=== Passage provided ===
A Guide to the Stanford Supplement

Personal Statement Tips

A Guide to the Stanford Supplement

From my experiences as a student at Stanford, the questions and essay topics included in the Stanford supplement are meant to encourage the personality of the applicant to shine through. So, if that is the case, what kind of personality is Stanford looking for?

If there is one thing I have learned from my time here so far, it is that the students at Stanford value creativity and a playful mind above all else. I'm not saying that you must have invented a time machine or founded a couple of Fortune 500 companies by the time you apply. What I am saying, however, is that you need to show that you have the desire, creativity, and work ethic things to someday ACCOMPLISH great on that magnitude.

Now let's talk about the actual supplement. The individual questions have changed over the years, but there are still three main parts to the supplement. The first part asks you to write about one of your extracurricular activities or work experiences. After talking with other students , I have gotten the general sense that it does not really matter whether you choose an extracurricular or a work experience to write about. What does matter, is that you make sure to choose an experience that you are very passionate about.
===
## Complete the following:
A: In the guide to the Stanford supplement, what does the first part of the supplement ask applicants to write about?
B: From the guide to the Stanford supplement, extract the passage from "Now let's talk" to "very passionate about.".
C: Continue the guide to the Stanford supplement from its final sentence.
=== Data ===
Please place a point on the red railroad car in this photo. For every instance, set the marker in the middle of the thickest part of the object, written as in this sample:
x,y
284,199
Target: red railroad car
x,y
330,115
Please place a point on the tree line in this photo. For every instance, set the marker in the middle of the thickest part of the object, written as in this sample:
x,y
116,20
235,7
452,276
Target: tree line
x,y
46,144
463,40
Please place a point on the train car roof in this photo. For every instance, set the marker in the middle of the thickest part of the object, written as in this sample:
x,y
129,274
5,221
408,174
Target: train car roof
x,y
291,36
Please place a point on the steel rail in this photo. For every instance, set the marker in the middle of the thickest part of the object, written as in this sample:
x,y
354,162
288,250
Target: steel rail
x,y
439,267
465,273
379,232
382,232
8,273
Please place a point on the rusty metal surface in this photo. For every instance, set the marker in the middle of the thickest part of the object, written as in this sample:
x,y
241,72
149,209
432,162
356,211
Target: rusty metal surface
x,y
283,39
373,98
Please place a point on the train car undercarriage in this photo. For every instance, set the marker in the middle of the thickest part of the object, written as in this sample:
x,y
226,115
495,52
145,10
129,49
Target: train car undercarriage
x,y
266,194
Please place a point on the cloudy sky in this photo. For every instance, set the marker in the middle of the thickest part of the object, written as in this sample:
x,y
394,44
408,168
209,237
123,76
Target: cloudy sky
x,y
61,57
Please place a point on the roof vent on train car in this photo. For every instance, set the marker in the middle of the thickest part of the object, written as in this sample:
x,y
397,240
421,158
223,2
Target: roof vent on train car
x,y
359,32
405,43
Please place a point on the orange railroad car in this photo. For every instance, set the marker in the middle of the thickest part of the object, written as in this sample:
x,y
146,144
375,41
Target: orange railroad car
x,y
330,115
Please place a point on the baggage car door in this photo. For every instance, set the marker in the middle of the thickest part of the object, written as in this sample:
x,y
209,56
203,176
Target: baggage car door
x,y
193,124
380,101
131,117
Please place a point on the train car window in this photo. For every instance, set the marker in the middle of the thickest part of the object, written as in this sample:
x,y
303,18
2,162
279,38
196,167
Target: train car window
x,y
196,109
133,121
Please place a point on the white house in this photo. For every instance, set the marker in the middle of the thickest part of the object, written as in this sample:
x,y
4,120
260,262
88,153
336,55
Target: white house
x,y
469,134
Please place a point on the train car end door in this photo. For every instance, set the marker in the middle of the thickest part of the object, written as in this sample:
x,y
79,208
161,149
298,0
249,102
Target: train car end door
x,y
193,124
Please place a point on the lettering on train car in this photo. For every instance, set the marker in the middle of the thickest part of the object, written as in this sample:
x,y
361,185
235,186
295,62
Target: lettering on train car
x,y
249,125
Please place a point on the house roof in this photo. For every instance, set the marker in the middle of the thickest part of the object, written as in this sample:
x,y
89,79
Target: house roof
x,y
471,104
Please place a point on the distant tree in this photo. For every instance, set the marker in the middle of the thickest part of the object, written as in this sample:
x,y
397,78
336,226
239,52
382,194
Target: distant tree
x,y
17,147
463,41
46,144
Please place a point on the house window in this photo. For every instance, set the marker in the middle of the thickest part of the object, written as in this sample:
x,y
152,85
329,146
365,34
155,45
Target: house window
===
## Answers in order:
A: It asks applicants to write about one of their extracurricular activities or work experiences.

B:
Now let's talk about the actual supplement. The individual questions have changed over the years, but there are still three main parts to the supplement. The first part asks you to write about one of your extracurricular activities or work experiences. After talking with other students , I have gotten the general sense that it does not really matter whether you choose an extracurricular or a work experience to write about. What does matter, is that you make sure to choose an experience that you are very passionate about.

C:
For example, when I wrote this essay, I chose to talk about my experience with the school band, which taught me many of the major lessons that influenced my work ethic in high school. Some of my friends chose to write about subjects as ordinary sounding as my band experience while others wrote about incomparable experiences like research trips to the Amazon. It does not matter as much what subject you write about, but more so that you can convey exactly how that experience helped you to grow as a person or how it revolutionized your outlook on something.

The second part of the supplement asks you to answer a few short questions about topics like your favorite books, how you spent your last two summers, etc.

The best piece of advice I can give you here is to simply be yourself. Contrary to what some may think, Stanford does NOT accept only students that Read Shakespeare 24/7 or students that spend a majority of their time watching documentaries on the state of the US economy. Don't be afraid to admit that you love reality TV or that you really enjoy reading Dr. Seuss books. I actually have a friend that listed Jersey Shore as one of their favorite shows and I, myself, listed the Captain Underpants series as some of my favorite books.

Overall for this section, just remember to be honest and let the application readers see what you're genuinely interested in outside of your academic life.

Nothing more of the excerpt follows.